_Yapılacaklar_:
A - Şiddet yazısına göre insanoğlu, yok edici kimliğine yardımcı olması için hangi icatta bulundu?
B - Şiddet yazısını bittiği yerden sürdürün.

_Metin_:
# # #
Merhaba vurulmayı sevmeyen okurlarımız.
Bu hafta, normalden biraz daha farklı bir yazı ile karşınızdayım.
İlk insan atalarımız, karınları acıkınca ya da bir şeylere kızınca yeni bir şey keşfettiler; şiddet.
İster sinir atmak için olsun, isterse korkudan, bir canlıyı dişlemek, yumruk atmak, kısaca canını acıtmak, his olarak iyi geldi. Belki de hayatta kalmalarını sağladı. Belki avlanmak için kullanılan şiddet, hayatiydi, gerekliydi ancak maalesef konuyu burada bırakmadık. Hatta fazlasıyla ilerlettik.
Hayvanları ve bitkilere şiddet göstermekle başlayan macera artarak devam etti sonrasında da öldürme bulundu; öldürülen varlıkları giydik, etlerini yedik kısaca onlar sayesinde güçlendik ve hayatta kaldık. Keşke bu noktada dursaydık ancak ilerleme devam etti. Ve bir sonraki hedefe geldik; İnsan.
İnsanoğlunun birbirini öldürmesi, Adem ile Havva’nın biraz daha sonrasından başlamış ve günümüze kadar devam etti ve bir sona ulaşacak gibi de gözükmüyor. Tabi zaman ilerledikçe teknoloji gelişti, insanoğlu yok edici kimliğine yardımcı olması için aklını sonuna kadar kullandı ve bir icatta bulundu; ateşli silahlar.
# # #
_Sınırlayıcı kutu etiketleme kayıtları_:
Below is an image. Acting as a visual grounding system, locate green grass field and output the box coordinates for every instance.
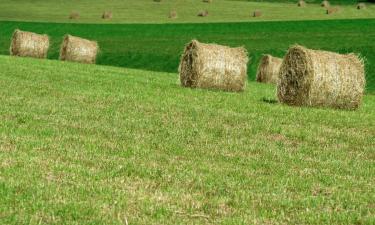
[0,56,375,224]
[0,0,375,225]
[0,0,375,23]
[0,19,375,93]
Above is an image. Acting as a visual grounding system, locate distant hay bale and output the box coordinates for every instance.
[179,40,248,91]
[198,10,208,17]
[357,2,366,9]
[326,7,339,15]
[168,10,177,19]
[256,55,283,84]
[69,12,80,20]
[10,29,49,58]
[320,1,331,8]
[102,11,113,20]
[297,0,306,7]
[277,45,366,109]
[253,10,262,17]
[60,35,99,63]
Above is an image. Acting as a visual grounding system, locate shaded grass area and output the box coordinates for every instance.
[0,0,375,23]
[0,56,375,224]
[0,20,375,92]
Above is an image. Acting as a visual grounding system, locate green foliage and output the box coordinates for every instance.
[0,55,375,224]
[0,20,375,92]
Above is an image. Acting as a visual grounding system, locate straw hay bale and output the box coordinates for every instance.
[10,29,49,58]
[357,2,366,9]
[102,11,113,20]
[198,10,208,17]
[297,0,306,7]
[179,40,248,91]
[69,12,80,20]
[320,1,331,8]
[326,7,339,15]
[168,10,177,19]
[253,10,262,17]
[256,55,283,84]
[60,35,99,63]
[277,45,366,109]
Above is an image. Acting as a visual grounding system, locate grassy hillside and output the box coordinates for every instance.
[0,0,375,23]
[0,20,375,93]
[0,56,375,224]
[0,56,375,224]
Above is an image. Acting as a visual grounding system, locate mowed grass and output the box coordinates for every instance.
[0,19,375,93]
[0,56,375,224]
[0,0,375,23]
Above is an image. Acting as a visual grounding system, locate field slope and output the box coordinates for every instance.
[0,56,375,224]
[0,0,375,23]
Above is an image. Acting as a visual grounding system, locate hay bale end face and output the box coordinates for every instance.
[253,10,262,17]
[320,1,331,8]
[326,7,339,15]
[256,55,283,84]
[69,12,80,20]
[179,40,248,91]
[60,35,99,64]
[277,45,366,109]
[168,10,177,19]
[198,10,208,17]
[10,29,49,58]
[297,0,306,7]
[102,11,113,20]
[357,2,366,9]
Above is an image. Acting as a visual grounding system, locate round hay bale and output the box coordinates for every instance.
[198,10,208,17]
[357,2,366,9]
[253,10,262,17]
[277,45,366,109]
[102,11,113,20]
[320,1,331,8]
[256,55,283,84]
[168,10,177,19]
[179,40,248,91]
[60,35,99,64]
[69,12,80,20]
[10,29,49,58]
[297,0,306,7]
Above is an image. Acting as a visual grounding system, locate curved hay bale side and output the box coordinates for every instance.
[256,55,283,84]
[297,0,306,7]
[179,40,248,91]
[277,45,366,109]
[320,0,331,8]
[60,34,99,63]
[9,29,49,58]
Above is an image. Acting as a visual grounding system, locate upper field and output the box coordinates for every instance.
[0,0,375,23]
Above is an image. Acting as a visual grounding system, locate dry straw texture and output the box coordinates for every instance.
[297,0,306,7]
[253,10,262,17]
[60,35,99,63]
[69,12,80,20]
[277,45,366,109]
[320,1,331,7]
[179,40,248,91]
[168,10,177,19]
[102,11,113,20]
[326,7,339,15]
[357,2,366,9]
[256,55,283,84]
[10,29,49,58]
[198,10,208,17]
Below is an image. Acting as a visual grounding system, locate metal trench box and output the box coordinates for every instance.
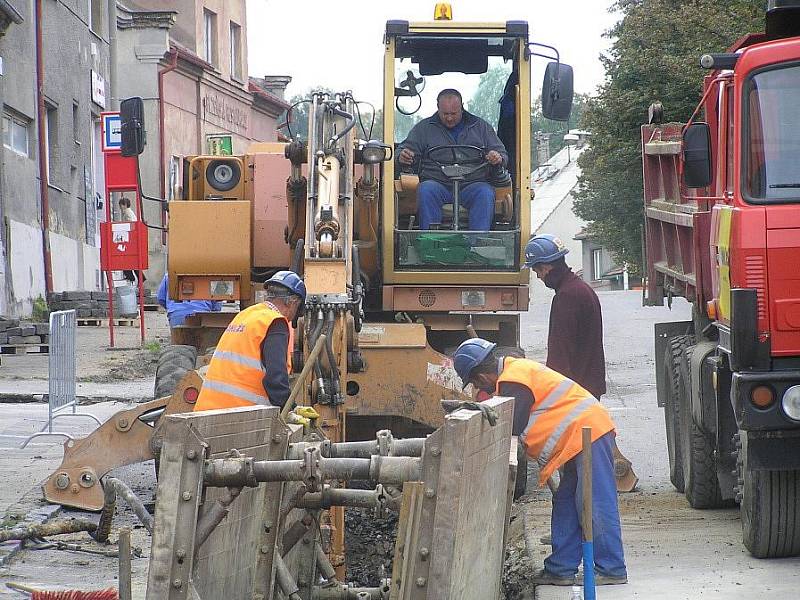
# # #
_Sırayla cevaplar_:
A - Ateşli silahlar.

B -
Tabanca, top, tüfek ve sonrasında da kitle imha silahları derken, öldürme sanatında gerçekten çok başarılı olduk.
Sadece farklı çeşitlerde silahlar üretmedik, “silah” başlığını altını da fazlasıyla doldurduk; onlarca insanı ve devasa yapıları yok edebilecek güçte patlayıcılar, birkaç insanı delip geçebilecek hızda kurşunlar, eti kemiği eriten asitler, ciğerleri “ölüm” ile dolduran bombalar gibi.
Rakibi daha iyi görebilmek, ıskalamamak için bile teknolojiden yardım aldık; kızılötesi ışıklarla yok edeceklerimize baktık, GPS’lerle takip ettik. Çöl sıcağı ya da kutup soğuğunda bile dövüşmemizi sağlayacak kıyafetlerle donattık kendimizi ve tetiğe basmaktan kendimizi alıkoymadık.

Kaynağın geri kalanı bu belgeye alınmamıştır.